**Selected excerpt**
▬▬▬▬▬▬▬▬▬▬

Danbooru

Mass update toosaka_* -> tohsaka_*, toono_* -> tohno_*

Posted under Tags

NWF_Renim said:

If we followed Shinjidude's suggestion on changing to this "passport" system for romanization, that sounds like it would probably mean then most cases from the Fate properties would be resolved then. Do we have an idea what kind of impact this might have with the romanization done for other series?

One of the nice (flexible) and less than nice (not fully internally consistent in a 1:1 sense) aspects of the "passport system" / 外務省旅券規定, Gaimushou Ryoken Kitei is that it is permissive in the cases we're talking about rather than restrictive.

It's a modified version of the Hepburn romanization system we already use, with some additional allowances.

Relevant to the topic here, for long versions of Japanese "o" either, "おお" like in "Toosaka", or "おう" like "Azumanga Daiou", you are allowed (not required) to use "oo", "ou", "oh", or "o". Nothing needs to change since the "oo" and "ou" we are already using are permitted. It would also allow us to change "oo" in "Toosaka" and "ou" in "Daiou" to "Tohsaka" and "Daioh" (the "official" spellings) without breaking the romanization rules. I'd suggest against using a single "o" since you lose the distinction of the long vowel, but that's how you go from proper "Toukyou" to the common "Tokyo" (though also allowing you to spell it as "Tohkyoh" which looks dumb).

It also allows you to put "m" instead of "n" before "b", "p", and "m" consonants. Proper Hepburn would have you romanize "先輩"/"せんぱい" as "senpai", whereas the passport system allows you to spell it as "sempai" which is actually somewhat closer to how it gets pronounced much of the time.

tldr; Switching from proper Hepburn to the "passport system" wouldn't require us to change anything anywhere, but it would give us the flexibility to use "oh" where official spellings indicate it, along with a few other minor optional variations.

Updated

Ah, Toosaka (遠坂 とおさか /toosaka/) isn't a long vowel (indeed, you're supposed to say both the 'to' and 'o' semi-separately), while the ou in Azumanga Daiou (大王 だいおう /daioɯ/) is a long vowel (the ɯ at the end). Writing Rin's name as Tousaka is incorrect, as it makes it look like it would be とうさか and not とおさか.

▬▬▬▬▬▬▬▬▬▬

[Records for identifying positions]
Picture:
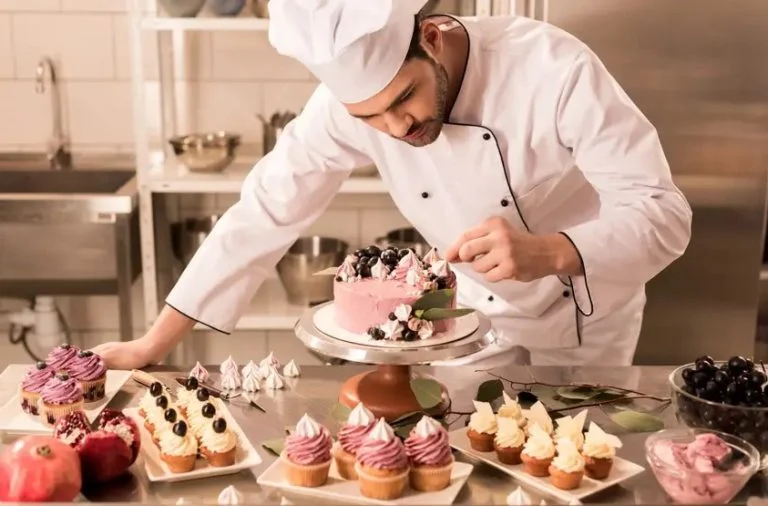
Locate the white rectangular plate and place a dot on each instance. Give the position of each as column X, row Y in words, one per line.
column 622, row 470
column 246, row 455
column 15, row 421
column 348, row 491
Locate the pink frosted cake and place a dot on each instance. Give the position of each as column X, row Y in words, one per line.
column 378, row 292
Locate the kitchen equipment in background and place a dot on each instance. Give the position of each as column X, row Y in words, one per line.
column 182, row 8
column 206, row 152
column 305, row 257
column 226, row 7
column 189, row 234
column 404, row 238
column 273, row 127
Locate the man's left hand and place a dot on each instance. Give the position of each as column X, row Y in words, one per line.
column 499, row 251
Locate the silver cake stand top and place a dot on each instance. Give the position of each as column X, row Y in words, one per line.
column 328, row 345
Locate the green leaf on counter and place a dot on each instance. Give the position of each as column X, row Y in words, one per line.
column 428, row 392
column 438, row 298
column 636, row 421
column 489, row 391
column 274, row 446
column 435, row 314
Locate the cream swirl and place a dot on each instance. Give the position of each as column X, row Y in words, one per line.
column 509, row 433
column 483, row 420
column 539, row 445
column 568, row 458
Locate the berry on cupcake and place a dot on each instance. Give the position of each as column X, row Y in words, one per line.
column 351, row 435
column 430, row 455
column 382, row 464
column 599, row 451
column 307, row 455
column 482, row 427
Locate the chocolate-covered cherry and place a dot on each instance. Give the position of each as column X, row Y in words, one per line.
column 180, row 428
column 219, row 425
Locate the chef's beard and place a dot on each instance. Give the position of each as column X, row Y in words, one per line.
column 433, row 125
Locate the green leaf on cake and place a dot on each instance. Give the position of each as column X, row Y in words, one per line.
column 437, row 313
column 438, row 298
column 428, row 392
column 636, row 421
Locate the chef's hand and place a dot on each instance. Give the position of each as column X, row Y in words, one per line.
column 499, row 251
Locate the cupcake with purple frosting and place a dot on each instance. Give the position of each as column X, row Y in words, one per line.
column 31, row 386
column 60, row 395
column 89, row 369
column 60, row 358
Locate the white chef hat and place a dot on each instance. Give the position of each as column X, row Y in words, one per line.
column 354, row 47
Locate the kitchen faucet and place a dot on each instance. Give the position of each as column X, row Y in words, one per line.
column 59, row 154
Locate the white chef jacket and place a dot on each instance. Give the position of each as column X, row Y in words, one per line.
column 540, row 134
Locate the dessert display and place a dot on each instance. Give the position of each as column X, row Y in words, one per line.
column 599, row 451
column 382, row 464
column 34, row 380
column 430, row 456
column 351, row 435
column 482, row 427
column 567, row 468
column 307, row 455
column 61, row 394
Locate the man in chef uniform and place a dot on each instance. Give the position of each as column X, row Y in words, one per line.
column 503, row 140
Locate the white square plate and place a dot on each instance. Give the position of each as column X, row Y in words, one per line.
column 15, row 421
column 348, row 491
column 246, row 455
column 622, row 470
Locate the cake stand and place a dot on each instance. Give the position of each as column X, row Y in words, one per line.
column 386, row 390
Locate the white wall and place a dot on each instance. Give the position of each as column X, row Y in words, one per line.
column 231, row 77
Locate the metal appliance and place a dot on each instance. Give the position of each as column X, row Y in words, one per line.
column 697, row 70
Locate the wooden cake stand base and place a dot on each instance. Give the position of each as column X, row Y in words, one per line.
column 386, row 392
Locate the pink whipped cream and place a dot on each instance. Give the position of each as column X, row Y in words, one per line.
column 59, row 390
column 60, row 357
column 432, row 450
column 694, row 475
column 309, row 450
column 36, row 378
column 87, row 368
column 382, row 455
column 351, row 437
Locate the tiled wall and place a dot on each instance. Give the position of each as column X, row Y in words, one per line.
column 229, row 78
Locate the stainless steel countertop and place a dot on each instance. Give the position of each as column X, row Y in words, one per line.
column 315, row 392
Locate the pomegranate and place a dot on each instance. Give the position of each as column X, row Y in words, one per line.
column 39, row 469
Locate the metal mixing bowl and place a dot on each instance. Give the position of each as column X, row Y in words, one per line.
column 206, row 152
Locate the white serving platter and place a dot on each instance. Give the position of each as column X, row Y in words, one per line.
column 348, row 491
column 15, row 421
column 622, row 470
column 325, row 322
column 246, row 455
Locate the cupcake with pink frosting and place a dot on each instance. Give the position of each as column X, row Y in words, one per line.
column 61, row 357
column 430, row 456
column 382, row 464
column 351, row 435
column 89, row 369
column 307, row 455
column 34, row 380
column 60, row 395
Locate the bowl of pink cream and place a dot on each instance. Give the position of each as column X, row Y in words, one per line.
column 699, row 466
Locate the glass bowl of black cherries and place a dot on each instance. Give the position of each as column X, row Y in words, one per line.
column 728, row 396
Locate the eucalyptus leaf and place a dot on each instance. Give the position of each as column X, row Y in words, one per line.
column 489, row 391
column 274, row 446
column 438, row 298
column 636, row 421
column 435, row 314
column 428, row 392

▬▬▬▬▬▬▬▬▬▬

**Exercise directions**
Carry on the forum thread about romanizing Japanese names from its last post, adding the next reply. The rows have nothing to do with this.

**Written answer**
The passport system even says the same, with "[例] 大野(おおの)→ONO 又は OHNO 又は OONO" not having "OUNO" as an option. (This also means that if you wanted to write Osaka out 'in full', it has to be Oosaka or Ohsaka, and not Ousaka.)

As Albert said in topic #1510, this basically comes down to a debate over descriptivism vs prescriptivism. The prescriptivist stance is that language should always follow the rules. If language doesn't follow the rules, then it should be changed to fit the rules. The descriptivist stance is that the rules should follow the language. If language doesn't follow the rules, then the rules should be changed to fit the language.

The prescriptivist stance would be to say that that Tokyo, for example, should be romanized as Toukyou because that's what the rules say, so that's what we must do. Clean and simple. The descriptivist stance is to say hey, nobody actually calls it Toukyou. Everyone calls it Tokyo. If everyone calls it Tokyo, but the rules say it should be called Toukyou, then the rules are wrong. The rules are what should be changed, not the language.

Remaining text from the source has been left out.